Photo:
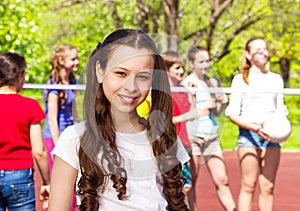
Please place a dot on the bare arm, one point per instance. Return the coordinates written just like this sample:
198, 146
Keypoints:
193, 113
62, 185
236, 119
40, 156
52, 116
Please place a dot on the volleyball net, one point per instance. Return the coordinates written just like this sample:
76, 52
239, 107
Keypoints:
226, 90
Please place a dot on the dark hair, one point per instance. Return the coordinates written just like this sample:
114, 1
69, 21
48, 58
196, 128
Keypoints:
62, 51
12, 69
246, 64
99, 137
172, 57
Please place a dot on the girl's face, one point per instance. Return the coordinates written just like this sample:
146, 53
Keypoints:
127, 78
71, 61
258, 53
176, 72
201, 63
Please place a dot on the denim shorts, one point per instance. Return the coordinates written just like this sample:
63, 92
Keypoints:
17, 190
249, 138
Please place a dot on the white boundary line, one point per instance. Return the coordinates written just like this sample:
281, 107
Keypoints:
286, 91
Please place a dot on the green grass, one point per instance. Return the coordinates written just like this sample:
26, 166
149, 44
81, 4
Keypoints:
228, 131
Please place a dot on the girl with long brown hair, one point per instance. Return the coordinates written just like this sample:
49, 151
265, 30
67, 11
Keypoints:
122, 161
258, 156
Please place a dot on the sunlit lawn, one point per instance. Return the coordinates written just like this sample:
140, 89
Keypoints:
228, 131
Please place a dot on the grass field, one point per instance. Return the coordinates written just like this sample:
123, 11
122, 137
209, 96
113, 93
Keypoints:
228, 131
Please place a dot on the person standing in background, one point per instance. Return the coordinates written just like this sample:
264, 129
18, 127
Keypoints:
258, 158
21, 140
182, 109
60, 104
203, 131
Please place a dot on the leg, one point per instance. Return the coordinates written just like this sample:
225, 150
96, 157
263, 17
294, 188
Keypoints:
250, 168
270, 162
194, 167
217, 170
20, 190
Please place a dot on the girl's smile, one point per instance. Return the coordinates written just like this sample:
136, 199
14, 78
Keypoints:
127, 79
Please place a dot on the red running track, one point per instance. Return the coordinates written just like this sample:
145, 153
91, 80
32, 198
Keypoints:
287, 189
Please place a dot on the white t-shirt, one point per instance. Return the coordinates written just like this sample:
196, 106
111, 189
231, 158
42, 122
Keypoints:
144, 190
206, 125
253, 106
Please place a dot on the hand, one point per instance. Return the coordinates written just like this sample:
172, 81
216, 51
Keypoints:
262, 133
44, 195
259, 130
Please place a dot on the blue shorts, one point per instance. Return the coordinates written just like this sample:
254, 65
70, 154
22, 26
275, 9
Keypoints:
249, 138
17, 190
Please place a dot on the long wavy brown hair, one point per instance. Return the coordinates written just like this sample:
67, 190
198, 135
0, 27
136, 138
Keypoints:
99, 156
246, 64
59, 52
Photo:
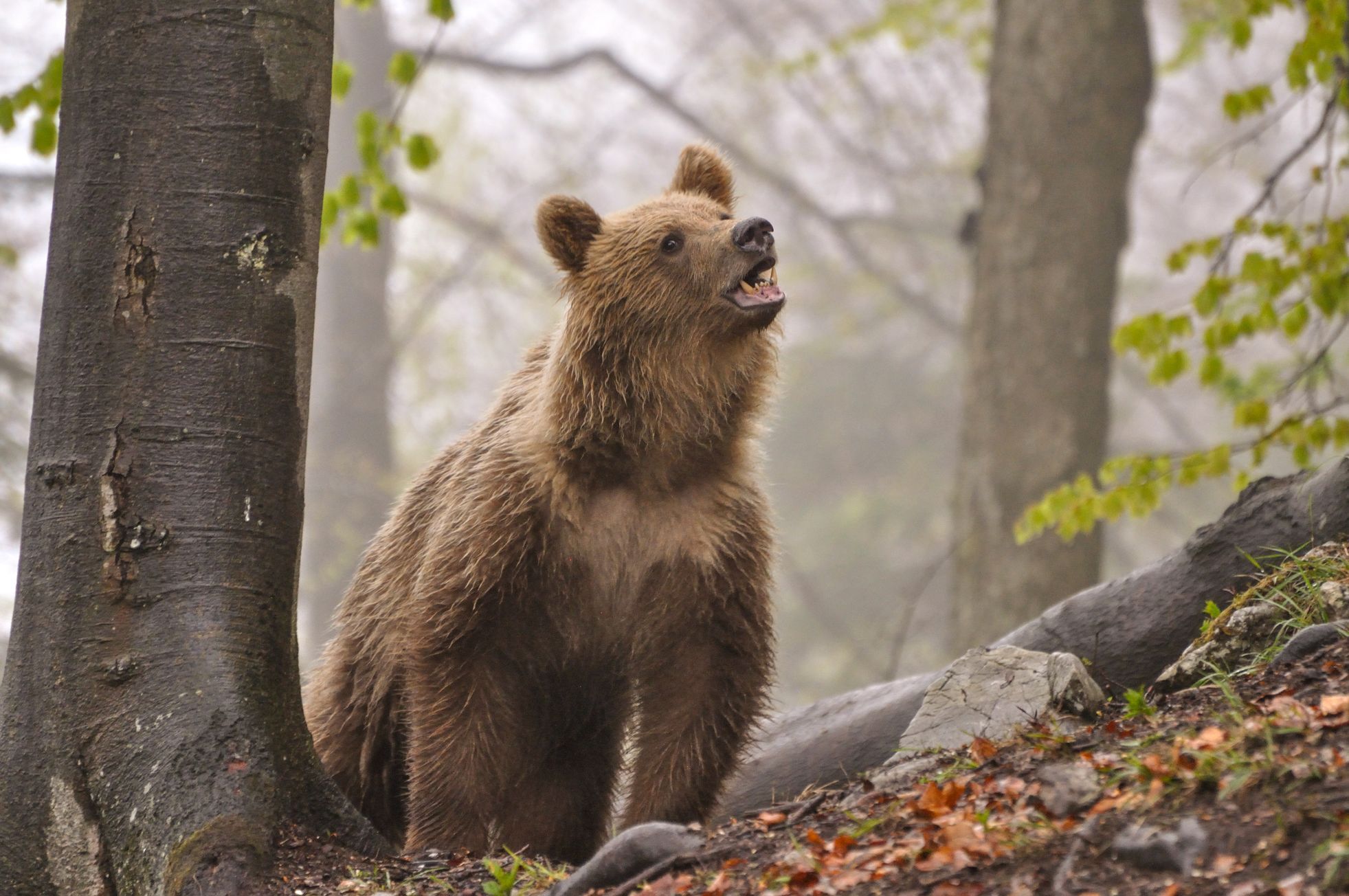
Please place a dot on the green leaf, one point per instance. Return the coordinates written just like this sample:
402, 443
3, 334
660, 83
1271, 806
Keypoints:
390, 200
402, 68
364, 228
45, 135
421, 151
342, 78
1295, 319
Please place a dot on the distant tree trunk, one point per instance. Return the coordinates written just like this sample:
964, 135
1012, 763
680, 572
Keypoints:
151, 733
350, 448
1067, 89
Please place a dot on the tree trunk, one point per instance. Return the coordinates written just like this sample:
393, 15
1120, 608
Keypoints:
151, 732
350, 448
1067, 89
1130, 629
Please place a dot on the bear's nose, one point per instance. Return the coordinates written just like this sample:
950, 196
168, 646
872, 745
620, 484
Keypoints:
753, 235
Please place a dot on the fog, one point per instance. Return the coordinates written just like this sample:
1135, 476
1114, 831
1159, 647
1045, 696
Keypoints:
862, 151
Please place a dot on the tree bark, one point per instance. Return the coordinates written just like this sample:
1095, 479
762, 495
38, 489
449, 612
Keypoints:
151, 729
350, 459
1130, 629
1067, 89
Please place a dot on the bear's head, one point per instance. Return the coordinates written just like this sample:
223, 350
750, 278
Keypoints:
678, 266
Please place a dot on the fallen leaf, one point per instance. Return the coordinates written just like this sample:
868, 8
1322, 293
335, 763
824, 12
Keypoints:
1333, 704
1291, 886
983, 749
1207, 739
840, 845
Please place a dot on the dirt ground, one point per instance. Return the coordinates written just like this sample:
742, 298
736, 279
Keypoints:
1258, 763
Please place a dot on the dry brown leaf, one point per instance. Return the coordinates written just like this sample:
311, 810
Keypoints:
1333, 704
983, 749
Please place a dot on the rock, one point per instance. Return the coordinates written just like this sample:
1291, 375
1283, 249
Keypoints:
1069, 787
1247, 631
902, 770
990, 691
1309, 641
1336, 597
634, 851
1154, 849
1328, 551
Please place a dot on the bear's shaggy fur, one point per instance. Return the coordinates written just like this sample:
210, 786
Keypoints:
595, 550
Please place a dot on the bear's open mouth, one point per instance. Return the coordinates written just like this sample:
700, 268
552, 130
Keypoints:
759, 288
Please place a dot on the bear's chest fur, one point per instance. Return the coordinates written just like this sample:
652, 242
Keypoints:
617, 536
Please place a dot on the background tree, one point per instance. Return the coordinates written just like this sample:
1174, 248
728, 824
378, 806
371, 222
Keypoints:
1067, 89
869, 120
150, 729
350, 459
1263, 333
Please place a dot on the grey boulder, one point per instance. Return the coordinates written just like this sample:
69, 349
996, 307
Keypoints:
990, 691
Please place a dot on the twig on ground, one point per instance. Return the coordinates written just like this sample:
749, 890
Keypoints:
662, 868
1064, 873
805, 809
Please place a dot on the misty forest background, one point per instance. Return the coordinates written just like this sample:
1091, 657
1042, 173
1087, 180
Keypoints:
861, 144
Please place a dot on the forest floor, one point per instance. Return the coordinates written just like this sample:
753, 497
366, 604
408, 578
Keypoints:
1255, 763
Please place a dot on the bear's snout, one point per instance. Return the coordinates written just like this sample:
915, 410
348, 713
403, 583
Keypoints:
753, 235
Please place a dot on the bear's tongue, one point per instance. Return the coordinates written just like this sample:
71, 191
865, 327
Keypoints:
763, 293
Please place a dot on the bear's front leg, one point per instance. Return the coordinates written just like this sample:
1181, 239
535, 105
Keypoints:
703, 675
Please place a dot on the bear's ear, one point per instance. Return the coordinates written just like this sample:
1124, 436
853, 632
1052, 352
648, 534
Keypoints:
567, 227
704, 172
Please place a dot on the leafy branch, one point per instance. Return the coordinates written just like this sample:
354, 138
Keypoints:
1270, 281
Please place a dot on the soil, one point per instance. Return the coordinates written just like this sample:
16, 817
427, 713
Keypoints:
1258, 763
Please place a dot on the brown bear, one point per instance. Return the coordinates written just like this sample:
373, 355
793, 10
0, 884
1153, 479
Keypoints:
597, 548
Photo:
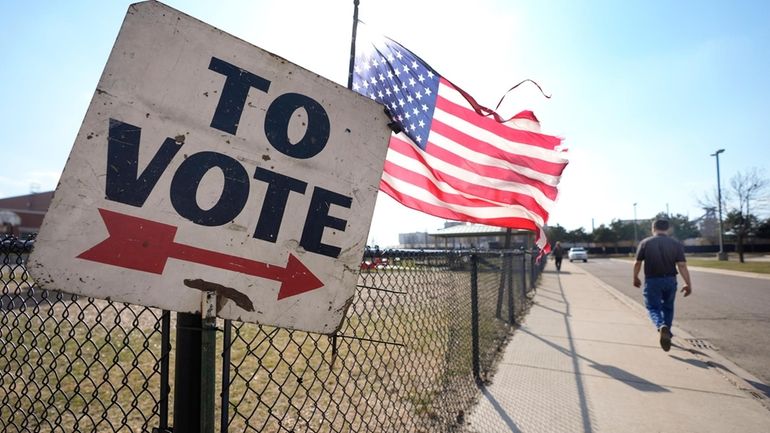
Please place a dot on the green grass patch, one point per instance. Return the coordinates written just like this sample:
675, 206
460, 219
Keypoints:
731, 265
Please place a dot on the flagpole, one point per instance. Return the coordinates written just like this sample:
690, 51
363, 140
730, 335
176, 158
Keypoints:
353, 44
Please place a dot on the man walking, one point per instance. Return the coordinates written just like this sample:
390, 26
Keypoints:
558, 254
662, 256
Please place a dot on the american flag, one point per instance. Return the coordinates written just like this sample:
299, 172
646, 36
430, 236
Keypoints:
454, 158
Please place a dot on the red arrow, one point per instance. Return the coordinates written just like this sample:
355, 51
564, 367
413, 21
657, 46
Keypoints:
144, 245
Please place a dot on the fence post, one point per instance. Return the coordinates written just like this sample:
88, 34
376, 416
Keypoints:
187, 373
532, 277
524, 272
501, 289
165, 350
511, 289
208, 360
475, 316
225, 401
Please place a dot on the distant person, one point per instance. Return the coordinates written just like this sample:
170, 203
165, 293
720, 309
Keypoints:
558, 254
662, 256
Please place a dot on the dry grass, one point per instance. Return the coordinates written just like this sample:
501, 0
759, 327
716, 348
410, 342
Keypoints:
402, 365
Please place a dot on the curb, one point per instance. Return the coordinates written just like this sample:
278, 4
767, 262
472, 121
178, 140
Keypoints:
733, 373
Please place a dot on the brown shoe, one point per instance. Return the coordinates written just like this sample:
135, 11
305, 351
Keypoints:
665, 338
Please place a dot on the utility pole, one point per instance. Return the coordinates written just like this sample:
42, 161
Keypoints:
722, 255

- - - - - - -

*What you need to do:*
Write out again, unchanged, every line from the line containing "Please place a dot on the dry grass, one" to the final line of the material above.

*Task output:*
Please place a dot on the dry grass, one point per instance. Return the coordinates written just like this sample:
501, 0
759, 327
716, 348
410, 342
Keypoints:
402, 365
Please place a dot on the curb, one point per instance. Return the coordinates written just like this sample:
278, 4
767, 262
472, 121
178, 140
Keypoints:
733, 373
Please place a dot on the brown shoe, one point per instance. Return the coordinates written just like this sample:
135, 11
305, 351
Keypoints:
665, 338
Please place a dot on the utility pole, one point per instance. Return the coordinates written just like this sample:
42, 161
Keypoints:
722, 255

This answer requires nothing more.